## [Work required]
From the first line to the last, print the listing exactly.

══ Dataset records ══

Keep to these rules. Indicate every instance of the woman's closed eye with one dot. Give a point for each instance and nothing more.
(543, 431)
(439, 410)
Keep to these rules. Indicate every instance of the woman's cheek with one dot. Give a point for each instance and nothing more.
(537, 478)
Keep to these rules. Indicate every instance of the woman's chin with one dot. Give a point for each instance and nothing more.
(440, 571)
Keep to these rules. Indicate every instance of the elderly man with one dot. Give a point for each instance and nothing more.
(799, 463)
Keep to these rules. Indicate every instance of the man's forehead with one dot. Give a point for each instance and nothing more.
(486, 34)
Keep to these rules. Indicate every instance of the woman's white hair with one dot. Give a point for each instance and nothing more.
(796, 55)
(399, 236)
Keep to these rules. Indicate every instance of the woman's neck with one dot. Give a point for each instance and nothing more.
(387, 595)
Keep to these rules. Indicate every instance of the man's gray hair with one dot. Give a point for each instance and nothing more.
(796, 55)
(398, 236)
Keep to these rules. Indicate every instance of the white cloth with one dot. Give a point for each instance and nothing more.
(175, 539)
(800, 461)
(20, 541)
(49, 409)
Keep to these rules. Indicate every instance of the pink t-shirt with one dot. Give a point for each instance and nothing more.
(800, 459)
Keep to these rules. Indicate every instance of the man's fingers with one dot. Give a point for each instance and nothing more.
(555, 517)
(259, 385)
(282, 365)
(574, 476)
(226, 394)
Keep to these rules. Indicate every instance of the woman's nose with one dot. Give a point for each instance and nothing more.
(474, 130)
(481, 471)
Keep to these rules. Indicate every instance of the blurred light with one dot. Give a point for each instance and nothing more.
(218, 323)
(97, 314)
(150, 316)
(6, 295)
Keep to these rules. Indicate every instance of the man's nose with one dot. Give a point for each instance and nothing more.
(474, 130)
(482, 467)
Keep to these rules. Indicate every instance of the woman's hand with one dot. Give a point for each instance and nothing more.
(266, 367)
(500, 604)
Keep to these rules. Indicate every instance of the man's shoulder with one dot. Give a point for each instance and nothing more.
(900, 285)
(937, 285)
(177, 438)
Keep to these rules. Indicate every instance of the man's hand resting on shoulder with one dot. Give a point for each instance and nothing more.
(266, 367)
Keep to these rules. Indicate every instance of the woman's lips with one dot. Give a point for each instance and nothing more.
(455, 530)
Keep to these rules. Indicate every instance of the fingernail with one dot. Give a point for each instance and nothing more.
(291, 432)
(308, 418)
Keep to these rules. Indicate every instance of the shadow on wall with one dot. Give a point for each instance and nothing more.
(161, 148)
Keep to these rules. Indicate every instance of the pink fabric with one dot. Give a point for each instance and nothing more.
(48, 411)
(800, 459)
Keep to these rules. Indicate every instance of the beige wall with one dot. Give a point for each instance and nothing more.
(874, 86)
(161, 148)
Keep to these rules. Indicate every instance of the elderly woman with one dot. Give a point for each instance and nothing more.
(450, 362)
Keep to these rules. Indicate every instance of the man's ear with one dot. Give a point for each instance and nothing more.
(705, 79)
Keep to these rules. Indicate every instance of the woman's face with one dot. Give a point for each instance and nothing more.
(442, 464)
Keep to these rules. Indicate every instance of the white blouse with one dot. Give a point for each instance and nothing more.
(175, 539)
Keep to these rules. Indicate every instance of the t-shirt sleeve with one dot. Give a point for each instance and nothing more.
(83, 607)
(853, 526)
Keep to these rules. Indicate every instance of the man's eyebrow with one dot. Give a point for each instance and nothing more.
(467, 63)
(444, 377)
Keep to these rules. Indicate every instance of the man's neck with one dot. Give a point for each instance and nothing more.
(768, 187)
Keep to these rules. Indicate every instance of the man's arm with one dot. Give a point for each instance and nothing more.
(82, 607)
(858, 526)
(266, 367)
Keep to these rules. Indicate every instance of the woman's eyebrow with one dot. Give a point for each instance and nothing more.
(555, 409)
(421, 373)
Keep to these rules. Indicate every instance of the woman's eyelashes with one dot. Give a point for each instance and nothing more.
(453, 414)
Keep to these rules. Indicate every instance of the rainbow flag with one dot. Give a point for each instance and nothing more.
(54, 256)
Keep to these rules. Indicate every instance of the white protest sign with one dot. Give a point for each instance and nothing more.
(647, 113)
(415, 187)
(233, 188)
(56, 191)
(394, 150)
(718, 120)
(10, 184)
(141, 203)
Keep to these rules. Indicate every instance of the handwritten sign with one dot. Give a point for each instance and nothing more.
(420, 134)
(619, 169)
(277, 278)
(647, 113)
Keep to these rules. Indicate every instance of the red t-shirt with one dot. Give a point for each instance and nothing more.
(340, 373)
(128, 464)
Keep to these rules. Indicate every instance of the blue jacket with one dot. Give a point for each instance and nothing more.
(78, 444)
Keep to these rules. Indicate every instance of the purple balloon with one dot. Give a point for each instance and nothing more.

═══

## [Task answer]
Keep to these rules. Indicate every instance of the woman's closed eye with one dot. Give a point for each instance and nothing more.
(543, 431)
(439, 410)
Keep to these rules. Indicate every instance of the woman's cheek with one dot. Give a point for each instance and nothing more.
(537, 478)
Keep to these rules. Indicate every instance of the woman's chin with one dot. Give a point for each instance and nothing more.
(440, 571)
Keep to these rules. Indicate every instance of the elderly man with one dot. Give a point for each instance and nothing more.
(799, 463)
Keep to these rules. Indicate every instance of the man's forehead with one dot. Give a point for each instance and nothing more.
(486, 34)
Keep to these rules. Indicate every instance of the woman's white hair with one dot. Give a point for each instance and nothing more.
(796, 55)
(399, 236)
Keep to these rules. Indicate every instance of the woman's neck with one dot. Give a point for each instance and nothing more.
(387, 595)
Keep to these rules. Indicate every instance of the man's gray hair with one dot. Give a point for each instance and nothing more.
(796, 55)
(398, 236)
Keep to these rules. Indicate every instance of the white cloth with one dot. Give a point for each instance and nothing more.
(175, 539)
(800, 461)
(20, 541)
(49, 409)
Keep to these rules. Indicate every instance of the pink t-shirt with one dot. Give a point for each instance and nothing more.
(800, 459)
Keep to these rules. Indicate every instance of the man's fingers with one dot. Give a point for each instance and nothing more.
(555, 517)
(259, 385)
(282, 365)
(574, 476)
(226, 394)
Keep to these rules. Indicate every instance of the woman's nose with one dot. Give a point for each instance and nothing more.
(474, 130)
(481, 471)
Keep to these rules. Indicate every instance of the blurred light with one dot. Give a point for each instance and nothing more.
(218, 323)
(97, 314)
(150, 316)
(6, 295)
Keep to these rules. Indicate every instance of the man's nose with one dot. Give a point for each instance and nothing more.
(474, 130)
(482, 467)
Keep to these rules. Indicate every instance of the woman's hand with one dot. Give a point for each instance and nothing more.
(266, 367)
(500, 604)
Keep to these rules. Indicate every instance of the man's shoulder with one dot. Give a point for each instance and nothing more.
(900, 285)
(937, 285)
(177, 438)
Keep to these rules. Indicate every instance of the man's hand resting on shoulder with one dot. Give a point for each instance and nothing more.
(266, 367)
Keep to these rules. Indicate every instance of the woman's lips with one dot. Give a point for each instance and nothing more.
(455, 530)
Keep to these rules. Indicate every instance of the fingernail with one dot. Give a point for each instance and nothing more.
(291, 432)
(308, 418)
Keep to these rules. Indicate every instance of the shadow on wall with one dot. Give a point for each instance and nothing more.
(161, 148)
Keep to these rules. Indicate every instance of the pink fabric with one dot. Give a point for each instance and nothing more.
(48, 411)
(800, 459)
Keep to these rules. Indicate every instance of the beige wall with one dot. Give a point for each instance and nothing more.
(874, 86)
(161, 148)
Keep to these rules. Indicate every instance of the elderly woman with one dot. Give a point for each instance and nothing more.
(450, 362)
Keep to these rules. Indicate every instance of the man's ear with one dot. Give a point for each instance and nothing more.
(705, 79)
Keep to these rules. Indicate every instance of the woman's face with one dot. Give a point for each instance and nothing more.
(442, 464)
Keep to these rules. Indicate every instance of the white blouse with one dot. Give a point for each instance and nothing more.
(175, 539)
Keep to these rules. Indicate every instance of the t-shirt sleeve with one dot. Give a point for each instance and nothing more.
(83, 607)
(853, 526)
Keep to these rules. Indicate every instance of the man's eyebrow with one dot. Give a point for each instance and nothing more.
(467, 63)
(444, 377)
Keep to these rules. Indicate every instance of the man's neck with one dot. Give a point for each instance and nothing more.
(768, 187)
Keep to these rules. Indicate every instance of the man's arm with one dot. Give a point for each instance and nothing more.
(82, 607)
(858, 526)
(266, 367)
Keep to these rules. Indicate every instance of the woman's eyebrow with one dot. Give a point for each instance and nothing more.
(555, 409)
(421, 373)
Keep to these rules. Indicate every instance of the woman's eyelashes with one dot. Give a point for each instance and nothing more.
(453, 414)
Keep to these rules. Indicate every instance of the rainbow flag with one dot. Give a point for each instance and nothing more.
(54, 256)
Keep to these rules. Indicate every instance of the white protest sign with one dot. Give a point for each instance and nothing more.
(647, 113)
(415, 187)
(233, 188)
(56, 191)
(394, 150)
(718, 120)
(10, 184)
(141, 203)
Keep to these rules. Indicate every instance of the handwritten sign with one dot. Give a point for each instance and nothing more.
(420, 134)
(619, 169)
(277, 278)
(647, 113)
Keep to these rules. Indicate every instance of the red t-shirt with one dot. Give a point for each instance and nothing more.
(340, 373)
(128, 464)
Keep to these rules. Indicate every instance of the blue jacket with one dot. Give a point for each instance and nothing more.
(78, 444)
Keep to these rules. Indicate every instance of the purple balloon with one dot. Give a point for each instance and nothing more.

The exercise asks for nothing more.